▶ [Document section]
Postby ainurakne » 2014-06-24, 14:34

Suvi wrote:Here, I can hardly think of a sentence using plurals of numbers.

Maybe in this situation, where a list is full of random numbers, 1 2 4 4 2 1 6 4 4 1 4 5 4 4,
it's ok to say "Nimekirjas on palju nelju/neljasid".
Or "Nimekirjas on nii mõnedki neljad.".

Indeed, when using numbers like "things", you can easily use plurals, for example, grades in Estonian schools are given using numbers from 1 to 5 (mostly 2 to 5 when I was young):
"Mul on tunnistusel kõik viied.", "Sul on liiga palju kahtesid!", etc...

You also use plural numbers when you speak about things that only exist in plural form, for example "püksid": "ühed püksid", "kahed püksid", "kolmed püksid", etc... (although you can also say "üks paar pükse", "kaks paari pükse", etc...)
Another things I can think of that always come in pairs are "käärid" (scissors) and "prillid" (glasses).

When you are talking about approximate numbers from around 10 to several tens, from around 100 to several hundreds, from around 1000 to several thousends, etc...
For example: "Tulekahju tõttu jäid kümned inimesed koduta." (Tens of people lost their homes because of the fire) or "Riiuli peal on sadu raamatuid." (There are hundreds of books on the shelf).


Suvi wrote:But in which case "neljade" and "nelju" are used? Please help.

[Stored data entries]
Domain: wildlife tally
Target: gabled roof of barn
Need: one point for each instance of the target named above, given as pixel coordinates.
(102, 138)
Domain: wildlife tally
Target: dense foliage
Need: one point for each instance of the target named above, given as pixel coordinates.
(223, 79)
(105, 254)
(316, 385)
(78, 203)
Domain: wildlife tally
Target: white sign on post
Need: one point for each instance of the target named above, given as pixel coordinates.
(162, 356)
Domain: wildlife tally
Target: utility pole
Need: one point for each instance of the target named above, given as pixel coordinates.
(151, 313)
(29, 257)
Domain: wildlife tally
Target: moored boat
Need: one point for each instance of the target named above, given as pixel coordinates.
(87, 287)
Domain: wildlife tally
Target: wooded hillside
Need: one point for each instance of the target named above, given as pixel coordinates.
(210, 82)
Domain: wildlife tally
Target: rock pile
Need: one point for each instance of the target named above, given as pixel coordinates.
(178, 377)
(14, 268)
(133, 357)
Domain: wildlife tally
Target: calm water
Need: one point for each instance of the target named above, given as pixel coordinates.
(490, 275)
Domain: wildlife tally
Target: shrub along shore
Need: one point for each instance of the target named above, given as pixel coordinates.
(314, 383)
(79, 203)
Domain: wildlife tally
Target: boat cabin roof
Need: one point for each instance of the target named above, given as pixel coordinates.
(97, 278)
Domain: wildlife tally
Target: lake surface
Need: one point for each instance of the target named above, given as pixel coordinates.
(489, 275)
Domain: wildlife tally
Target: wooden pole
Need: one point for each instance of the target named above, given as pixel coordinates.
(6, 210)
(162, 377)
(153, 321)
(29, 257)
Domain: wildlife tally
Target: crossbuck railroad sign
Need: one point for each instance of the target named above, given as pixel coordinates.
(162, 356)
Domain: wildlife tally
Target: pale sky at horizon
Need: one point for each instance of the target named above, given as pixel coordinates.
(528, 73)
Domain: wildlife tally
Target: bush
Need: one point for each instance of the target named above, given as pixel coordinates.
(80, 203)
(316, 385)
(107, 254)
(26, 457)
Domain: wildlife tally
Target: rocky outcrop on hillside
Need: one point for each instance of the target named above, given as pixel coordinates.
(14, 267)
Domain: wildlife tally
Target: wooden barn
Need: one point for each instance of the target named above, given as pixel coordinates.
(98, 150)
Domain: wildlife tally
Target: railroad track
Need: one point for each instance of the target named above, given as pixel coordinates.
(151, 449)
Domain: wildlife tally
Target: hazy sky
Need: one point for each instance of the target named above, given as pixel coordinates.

▶ [Task set]
1: Set down the full forum post on plural numbers in Estonian, word for word.
2: Pick out each line of the listing that contains the string "boat", matching case.
The listing has no connection to the forum post.

▶ [Solutions for each task]
1:
Postby ainurakne » 2014-06-24, 14:34

Suvi wrote:Here, I can hardly think of a sentence using plurals of numbers.

Maybe in this situation, where a list is full of random numbers, 1 2 4 4 2 1 6 4 4 1 4 5 4 4,
it's ok to say "Nimekirjas on palju nelju/neljasid".
Or "Nimekirjas on nii mõnedki neljad.".

Indeed, when using numbers like "things", you can easily use plurals, for example, grades in Estonian schools are given using numbers from 1 to 5 (mostly 2 to 5 when I was young):
"Mul on tunnistusel kõik viied.", "Sul on liiga palju kahtesid!", etc...

You also use plural numbers when you speak about things that only exist in plural form, for example "püksid": "ühed püksid", "kahed püksid", "kolmed püksid", etc... (although you can also say "üks paar pükse", "kaks paari pükse", etc...)
Another things I can think of that always come in pairs are "käärid" (scissors) and "prillid" (glasses).

When you are talking about approximate numbers from around 10 to several tens, from around 100 to several hundreds, from around 1000 to several thousends, etc...
For example: "Tulekahju tõttu jäid kümned inimesed koduta." (Tens of people lost their homes because of the fire) or "Riiuli peal on sadu raamatuid." (There are hundreds of books on the shelf).


Suvi wrote:But in which case "neljade" and "nelju" are used? Please help.

2:
Target: moored boat
Target: boat cabin roof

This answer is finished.